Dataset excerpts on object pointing
::::::::::
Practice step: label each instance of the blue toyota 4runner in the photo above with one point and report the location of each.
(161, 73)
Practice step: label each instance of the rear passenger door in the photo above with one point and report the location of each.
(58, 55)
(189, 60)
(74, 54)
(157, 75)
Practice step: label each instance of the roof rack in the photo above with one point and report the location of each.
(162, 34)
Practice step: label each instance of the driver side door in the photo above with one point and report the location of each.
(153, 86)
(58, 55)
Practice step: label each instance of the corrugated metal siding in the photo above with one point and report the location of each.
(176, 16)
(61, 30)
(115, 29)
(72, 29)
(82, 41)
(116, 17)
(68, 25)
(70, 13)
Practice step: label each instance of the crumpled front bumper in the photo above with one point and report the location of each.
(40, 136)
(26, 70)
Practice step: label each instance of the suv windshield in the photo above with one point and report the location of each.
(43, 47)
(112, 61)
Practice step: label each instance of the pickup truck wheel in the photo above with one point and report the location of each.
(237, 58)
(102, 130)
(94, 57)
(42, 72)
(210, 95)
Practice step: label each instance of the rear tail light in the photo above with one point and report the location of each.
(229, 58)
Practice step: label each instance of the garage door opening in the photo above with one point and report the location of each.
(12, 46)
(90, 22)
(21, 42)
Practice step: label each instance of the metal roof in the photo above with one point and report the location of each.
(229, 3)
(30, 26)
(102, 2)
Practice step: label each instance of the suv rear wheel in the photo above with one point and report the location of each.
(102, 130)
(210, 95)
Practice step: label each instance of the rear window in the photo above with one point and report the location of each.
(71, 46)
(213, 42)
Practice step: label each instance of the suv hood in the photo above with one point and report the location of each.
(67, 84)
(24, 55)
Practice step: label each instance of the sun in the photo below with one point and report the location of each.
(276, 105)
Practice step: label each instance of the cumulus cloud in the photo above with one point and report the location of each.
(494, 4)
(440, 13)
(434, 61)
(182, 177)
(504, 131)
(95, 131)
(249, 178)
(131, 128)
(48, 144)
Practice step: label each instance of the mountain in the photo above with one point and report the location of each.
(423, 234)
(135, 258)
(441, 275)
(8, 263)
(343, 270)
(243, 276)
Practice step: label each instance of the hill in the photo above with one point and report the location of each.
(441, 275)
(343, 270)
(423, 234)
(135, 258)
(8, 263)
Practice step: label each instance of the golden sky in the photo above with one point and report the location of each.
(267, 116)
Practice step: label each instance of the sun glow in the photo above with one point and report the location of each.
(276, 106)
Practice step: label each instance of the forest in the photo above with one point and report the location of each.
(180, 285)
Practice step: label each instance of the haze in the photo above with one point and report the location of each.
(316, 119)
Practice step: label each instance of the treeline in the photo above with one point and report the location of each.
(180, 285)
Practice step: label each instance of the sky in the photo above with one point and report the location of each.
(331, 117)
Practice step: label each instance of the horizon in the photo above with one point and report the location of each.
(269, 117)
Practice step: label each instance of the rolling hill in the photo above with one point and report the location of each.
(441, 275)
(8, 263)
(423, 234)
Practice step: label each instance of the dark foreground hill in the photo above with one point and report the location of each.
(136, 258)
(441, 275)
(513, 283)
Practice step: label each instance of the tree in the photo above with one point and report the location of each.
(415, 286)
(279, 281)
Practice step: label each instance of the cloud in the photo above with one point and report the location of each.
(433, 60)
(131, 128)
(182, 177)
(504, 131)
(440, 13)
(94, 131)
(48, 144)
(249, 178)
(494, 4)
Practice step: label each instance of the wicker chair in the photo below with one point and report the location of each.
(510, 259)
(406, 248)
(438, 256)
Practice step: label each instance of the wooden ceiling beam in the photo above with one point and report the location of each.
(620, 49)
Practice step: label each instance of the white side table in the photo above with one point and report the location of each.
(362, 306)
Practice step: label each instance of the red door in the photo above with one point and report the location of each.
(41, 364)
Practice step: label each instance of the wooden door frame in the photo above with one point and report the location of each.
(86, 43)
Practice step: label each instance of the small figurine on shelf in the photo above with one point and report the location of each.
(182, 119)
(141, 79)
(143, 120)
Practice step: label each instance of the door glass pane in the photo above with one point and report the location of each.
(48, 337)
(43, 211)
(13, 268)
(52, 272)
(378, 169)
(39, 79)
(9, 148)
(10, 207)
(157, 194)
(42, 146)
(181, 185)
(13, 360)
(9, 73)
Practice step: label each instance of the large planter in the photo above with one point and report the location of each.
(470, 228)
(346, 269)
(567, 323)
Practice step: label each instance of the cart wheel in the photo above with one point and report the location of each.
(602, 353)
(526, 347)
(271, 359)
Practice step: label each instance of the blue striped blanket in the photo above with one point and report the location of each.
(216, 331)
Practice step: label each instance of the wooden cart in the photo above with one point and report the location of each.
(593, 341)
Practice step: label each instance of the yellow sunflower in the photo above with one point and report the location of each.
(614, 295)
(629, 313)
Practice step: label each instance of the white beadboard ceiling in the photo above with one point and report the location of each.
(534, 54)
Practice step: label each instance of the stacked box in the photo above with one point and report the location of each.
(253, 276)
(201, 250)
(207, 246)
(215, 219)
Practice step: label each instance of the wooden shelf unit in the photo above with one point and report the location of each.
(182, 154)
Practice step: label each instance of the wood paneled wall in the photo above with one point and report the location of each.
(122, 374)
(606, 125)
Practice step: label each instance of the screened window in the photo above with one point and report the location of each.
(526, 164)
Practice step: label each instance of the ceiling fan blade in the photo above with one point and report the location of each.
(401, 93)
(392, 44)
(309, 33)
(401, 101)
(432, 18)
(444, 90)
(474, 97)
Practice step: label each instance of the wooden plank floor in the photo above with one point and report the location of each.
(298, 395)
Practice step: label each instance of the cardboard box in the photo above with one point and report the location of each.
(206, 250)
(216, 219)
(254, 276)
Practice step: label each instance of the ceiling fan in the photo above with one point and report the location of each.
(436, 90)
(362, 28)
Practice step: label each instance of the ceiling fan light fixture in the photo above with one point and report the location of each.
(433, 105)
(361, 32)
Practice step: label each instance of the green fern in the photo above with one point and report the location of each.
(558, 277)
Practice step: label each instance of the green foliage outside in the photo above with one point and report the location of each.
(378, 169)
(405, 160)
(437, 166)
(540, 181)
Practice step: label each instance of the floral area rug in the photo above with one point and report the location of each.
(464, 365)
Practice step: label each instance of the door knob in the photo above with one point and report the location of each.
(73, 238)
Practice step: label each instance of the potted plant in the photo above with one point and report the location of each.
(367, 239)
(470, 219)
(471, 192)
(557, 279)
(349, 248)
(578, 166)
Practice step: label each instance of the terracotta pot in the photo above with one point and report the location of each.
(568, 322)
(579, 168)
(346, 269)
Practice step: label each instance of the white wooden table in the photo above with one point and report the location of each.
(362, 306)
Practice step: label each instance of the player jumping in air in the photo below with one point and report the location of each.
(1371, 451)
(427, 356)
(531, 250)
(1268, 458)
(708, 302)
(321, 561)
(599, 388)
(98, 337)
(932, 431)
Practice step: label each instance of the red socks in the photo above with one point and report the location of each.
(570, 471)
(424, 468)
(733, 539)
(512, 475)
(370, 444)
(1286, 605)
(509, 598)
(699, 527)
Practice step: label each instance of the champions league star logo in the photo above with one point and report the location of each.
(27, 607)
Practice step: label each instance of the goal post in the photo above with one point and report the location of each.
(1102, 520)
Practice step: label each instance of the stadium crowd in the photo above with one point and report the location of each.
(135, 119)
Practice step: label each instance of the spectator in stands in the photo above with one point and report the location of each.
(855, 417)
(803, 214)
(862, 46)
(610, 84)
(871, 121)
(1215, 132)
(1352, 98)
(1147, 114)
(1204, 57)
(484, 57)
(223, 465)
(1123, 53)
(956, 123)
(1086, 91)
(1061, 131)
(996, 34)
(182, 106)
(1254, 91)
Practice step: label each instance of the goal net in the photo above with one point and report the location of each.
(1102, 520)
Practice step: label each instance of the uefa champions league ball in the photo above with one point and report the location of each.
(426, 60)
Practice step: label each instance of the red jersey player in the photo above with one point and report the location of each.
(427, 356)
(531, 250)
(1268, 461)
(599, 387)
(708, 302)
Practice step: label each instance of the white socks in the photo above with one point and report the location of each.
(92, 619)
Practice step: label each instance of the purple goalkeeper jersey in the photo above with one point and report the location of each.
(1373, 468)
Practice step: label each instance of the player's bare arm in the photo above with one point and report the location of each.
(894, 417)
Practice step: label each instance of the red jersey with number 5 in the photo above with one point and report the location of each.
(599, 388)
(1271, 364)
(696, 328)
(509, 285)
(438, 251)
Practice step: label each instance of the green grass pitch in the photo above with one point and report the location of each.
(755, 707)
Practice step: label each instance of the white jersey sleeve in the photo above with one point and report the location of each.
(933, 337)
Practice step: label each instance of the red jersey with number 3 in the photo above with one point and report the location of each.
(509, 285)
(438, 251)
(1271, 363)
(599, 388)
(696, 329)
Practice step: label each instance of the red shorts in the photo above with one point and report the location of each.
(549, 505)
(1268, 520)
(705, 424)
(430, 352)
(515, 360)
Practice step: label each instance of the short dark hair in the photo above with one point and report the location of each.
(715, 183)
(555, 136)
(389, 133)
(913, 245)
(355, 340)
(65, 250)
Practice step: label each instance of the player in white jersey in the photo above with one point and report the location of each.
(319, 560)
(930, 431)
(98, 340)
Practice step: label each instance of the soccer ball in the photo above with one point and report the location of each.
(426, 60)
::::::::::
**GOAL**: Copy only this span: the line that contains "Practice step: label each instance of the player's", the last line, and every line between them.

**EXPECTED ANSWER**:
Practice step: label each instance of the player's bare arm in the photo above with one point and report the location of each.
(894, 417)
Practice step: label each instance of the red jersey with number 5 in the photo above with one point and report the location of each.
(599, 388)
(1271, 364)
(696, 328)
(509, 285)
(438, 251)
Practice step: label each instance of the green grass pitch in the photo above with one point and report the location of each.
(755, 707)
Practice step: label each instance of the white jersey sleeve in the photo above with one point and report the location of each.
(933, 337)
Practice step: label each instance of the red jersey with number 3 in the photo above with one point and report the location of each.
(509, 285)
(438, 251)
(1271, 363)
(599, 388)
(696, 329)
Practice step: label each instance of the red shorts in the photo above with one point and report the location of each.
(549, 505)
(1268, 520)
(705, 424)
(430, 352)
(515, 360)
Practice step: label each instance of the short dark hair in the photo above with one point and report the location of each.
(715, 183)
(555, 136)
(389, 133)
(913, 245)
(355, 340)
(65, 250)
Practice step: label each instance of the player in white jersey in the photo above with one point and report the location of each.
(319, 560)
(930, 431)
(98, 340)
Practice step: label each instance of the soccer ball in the photo above with one point and report the location of each.
(426, 60)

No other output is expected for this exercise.